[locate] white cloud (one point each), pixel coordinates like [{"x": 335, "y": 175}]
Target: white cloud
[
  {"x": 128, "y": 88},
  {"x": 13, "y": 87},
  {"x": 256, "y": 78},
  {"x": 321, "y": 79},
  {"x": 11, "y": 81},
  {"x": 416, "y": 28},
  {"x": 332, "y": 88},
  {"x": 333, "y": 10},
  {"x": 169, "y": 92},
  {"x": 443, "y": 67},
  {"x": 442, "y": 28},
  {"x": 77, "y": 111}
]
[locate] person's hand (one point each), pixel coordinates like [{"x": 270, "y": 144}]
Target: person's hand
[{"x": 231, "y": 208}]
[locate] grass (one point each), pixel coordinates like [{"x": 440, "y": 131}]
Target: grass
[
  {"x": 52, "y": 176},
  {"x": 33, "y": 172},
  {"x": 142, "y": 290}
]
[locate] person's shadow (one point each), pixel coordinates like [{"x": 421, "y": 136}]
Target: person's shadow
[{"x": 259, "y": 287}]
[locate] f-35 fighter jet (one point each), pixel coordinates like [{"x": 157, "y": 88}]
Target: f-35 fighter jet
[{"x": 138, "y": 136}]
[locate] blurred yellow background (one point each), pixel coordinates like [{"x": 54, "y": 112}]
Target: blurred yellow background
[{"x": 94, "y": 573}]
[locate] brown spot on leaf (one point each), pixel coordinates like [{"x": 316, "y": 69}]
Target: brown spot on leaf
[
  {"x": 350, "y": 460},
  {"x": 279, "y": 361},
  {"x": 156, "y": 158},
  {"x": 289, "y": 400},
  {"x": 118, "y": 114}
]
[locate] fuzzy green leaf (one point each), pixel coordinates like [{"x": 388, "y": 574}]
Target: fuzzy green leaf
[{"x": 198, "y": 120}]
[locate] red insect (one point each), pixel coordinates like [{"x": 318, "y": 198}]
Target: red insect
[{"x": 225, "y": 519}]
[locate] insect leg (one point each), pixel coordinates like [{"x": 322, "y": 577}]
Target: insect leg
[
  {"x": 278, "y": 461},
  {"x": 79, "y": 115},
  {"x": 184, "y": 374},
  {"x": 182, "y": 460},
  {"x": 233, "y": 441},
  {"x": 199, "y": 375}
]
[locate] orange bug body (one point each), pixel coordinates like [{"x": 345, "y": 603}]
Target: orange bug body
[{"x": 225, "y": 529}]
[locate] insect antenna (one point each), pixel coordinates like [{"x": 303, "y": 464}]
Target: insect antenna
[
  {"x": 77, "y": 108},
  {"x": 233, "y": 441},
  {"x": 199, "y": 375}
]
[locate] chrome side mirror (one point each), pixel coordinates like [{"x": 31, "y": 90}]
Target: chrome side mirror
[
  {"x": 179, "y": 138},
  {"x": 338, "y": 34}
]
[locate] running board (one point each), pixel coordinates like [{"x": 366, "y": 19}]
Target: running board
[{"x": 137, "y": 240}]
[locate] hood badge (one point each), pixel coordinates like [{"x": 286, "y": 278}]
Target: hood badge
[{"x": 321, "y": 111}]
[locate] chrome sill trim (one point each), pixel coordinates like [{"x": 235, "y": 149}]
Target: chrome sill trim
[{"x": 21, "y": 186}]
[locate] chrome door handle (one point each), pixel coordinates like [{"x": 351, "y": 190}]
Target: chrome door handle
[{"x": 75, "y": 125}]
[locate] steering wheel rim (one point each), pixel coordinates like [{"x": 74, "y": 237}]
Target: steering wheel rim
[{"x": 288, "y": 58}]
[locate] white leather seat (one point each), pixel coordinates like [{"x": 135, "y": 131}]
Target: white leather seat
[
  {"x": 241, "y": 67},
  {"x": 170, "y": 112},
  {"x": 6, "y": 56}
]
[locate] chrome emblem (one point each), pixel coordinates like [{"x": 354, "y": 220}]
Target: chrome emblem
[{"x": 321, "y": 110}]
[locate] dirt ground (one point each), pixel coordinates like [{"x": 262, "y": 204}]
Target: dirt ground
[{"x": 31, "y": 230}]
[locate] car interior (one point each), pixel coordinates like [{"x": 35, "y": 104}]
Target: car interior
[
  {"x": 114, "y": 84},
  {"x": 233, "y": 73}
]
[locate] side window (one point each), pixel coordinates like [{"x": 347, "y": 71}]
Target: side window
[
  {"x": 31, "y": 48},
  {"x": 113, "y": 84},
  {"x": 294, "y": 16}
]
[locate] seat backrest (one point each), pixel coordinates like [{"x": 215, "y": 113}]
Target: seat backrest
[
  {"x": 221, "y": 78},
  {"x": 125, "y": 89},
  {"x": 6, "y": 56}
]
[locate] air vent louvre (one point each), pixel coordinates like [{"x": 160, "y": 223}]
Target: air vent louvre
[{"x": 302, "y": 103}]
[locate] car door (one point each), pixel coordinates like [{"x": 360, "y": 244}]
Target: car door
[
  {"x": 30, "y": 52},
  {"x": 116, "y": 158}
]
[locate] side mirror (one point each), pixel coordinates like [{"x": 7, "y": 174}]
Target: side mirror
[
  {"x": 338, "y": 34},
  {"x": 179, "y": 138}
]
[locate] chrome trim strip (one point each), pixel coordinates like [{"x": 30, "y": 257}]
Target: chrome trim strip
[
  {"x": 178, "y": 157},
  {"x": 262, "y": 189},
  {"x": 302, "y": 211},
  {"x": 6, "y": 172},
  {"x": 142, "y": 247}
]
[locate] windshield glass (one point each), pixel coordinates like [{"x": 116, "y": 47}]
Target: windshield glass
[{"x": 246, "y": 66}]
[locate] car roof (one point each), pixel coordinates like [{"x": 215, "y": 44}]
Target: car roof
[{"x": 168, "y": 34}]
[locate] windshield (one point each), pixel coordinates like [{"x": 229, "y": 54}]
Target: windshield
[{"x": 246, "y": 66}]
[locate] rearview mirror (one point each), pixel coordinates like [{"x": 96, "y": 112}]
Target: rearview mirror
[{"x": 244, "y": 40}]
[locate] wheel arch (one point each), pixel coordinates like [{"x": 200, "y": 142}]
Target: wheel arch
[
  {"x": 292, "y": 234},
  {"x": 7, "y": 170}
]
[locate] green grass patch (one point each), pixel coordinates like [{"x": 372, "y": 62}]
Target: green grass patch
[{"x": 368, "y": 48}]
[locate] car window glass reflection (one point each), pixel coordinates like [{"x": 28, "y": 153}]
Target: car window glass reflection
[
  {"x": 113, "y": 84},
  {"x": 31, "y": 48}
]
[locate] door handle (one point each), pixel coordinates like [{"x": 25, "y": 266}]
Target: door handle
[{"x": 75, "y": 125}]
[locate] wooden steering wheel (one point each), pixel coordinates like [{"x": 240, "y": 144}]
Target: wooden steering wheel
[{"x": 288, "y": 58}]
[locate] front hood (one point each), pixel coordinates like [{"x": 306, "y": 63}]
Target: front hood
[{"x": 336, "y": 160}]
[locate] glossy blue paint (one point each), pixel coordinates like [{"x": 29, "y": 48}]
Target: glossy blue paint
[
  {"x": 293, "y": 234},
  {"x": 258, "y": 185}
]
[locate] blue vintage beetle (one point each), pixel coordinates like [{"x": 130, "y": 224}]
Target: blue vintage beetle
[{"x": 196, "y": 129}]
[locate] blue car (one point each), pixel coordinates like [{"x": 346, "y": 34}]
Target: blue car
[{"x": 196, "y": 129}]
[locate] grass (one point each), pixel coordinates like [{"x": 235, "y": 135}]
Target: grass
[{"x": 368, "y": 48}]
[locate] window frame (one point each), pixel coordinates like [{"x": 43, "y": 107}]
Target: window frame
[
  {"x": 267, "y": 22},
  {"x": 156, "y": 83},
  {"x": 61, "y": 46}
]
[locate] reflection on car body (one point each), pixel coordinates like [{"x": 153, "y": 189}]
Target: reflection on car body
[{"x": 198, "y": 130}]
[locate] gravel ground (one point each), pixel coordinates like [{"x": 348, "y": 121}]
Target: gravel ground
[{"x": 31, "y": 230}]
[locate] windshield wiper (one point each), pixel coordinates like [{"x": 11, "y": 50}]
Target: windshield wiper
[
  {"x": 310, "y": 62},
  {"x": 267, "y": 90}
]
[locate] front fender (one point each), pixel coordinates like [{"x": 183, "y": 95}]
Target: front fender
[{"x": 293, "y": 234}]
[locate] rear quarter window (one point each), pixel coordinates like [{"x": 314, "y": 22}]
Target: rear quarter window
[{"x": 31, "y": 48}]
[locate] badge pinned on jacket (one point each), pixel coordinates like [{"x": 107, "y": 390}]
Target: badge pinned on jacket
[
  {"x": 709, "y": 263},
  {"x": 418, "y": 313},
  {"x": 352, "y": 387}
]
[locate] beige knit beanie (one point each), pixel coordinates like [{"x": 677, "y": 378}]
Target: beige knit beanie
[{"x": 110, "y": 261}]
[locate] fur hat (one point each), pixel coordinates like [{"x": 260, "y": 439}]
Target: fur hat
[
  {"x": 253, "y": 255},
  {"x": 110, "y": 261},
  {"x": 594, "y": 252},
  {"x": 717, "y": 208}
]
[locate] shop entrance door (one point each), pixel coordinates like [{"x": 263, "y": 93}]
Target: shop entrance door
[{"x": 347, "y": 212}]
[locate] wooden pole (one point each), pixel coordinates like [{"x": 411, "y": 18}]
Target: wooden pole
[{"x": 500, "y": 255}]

________________________________________

# [WORK ORDER]
Repeat the entries above verbatim, but only from the line that has "[locate] hood badge" down to the line that has "[locate] white leather", inclusive.

# [REPLY TO THE EXERCISE]
[locate] hood badge (one point each), pixel coordinates like [{"x": 286, "y": 278}]
Target: hood badge
[{"x": 321, "y": 111}]
[locate] chrome sill trim (one point each), pixel coordinates like [{"x": 235, "y": 149}]
Target: chrome sill trim
[{"x": 21, "y": 186}]
[locate] chrome door handle (one point each), pixel coordinates like [{"x": 351, "y": 190}]
Target: chrome door handle
[{"x": 75, "y": 125}]
[locate] steering wheel rim (one point each), pixel coordinates like [{"x": 74, "y": 237}]
Target: steering wheel rim
[{"x": 288, "y": 58}]
[locate] white leather seat (one point each), pixel coordinates like [{"x": 135, "y": 131}]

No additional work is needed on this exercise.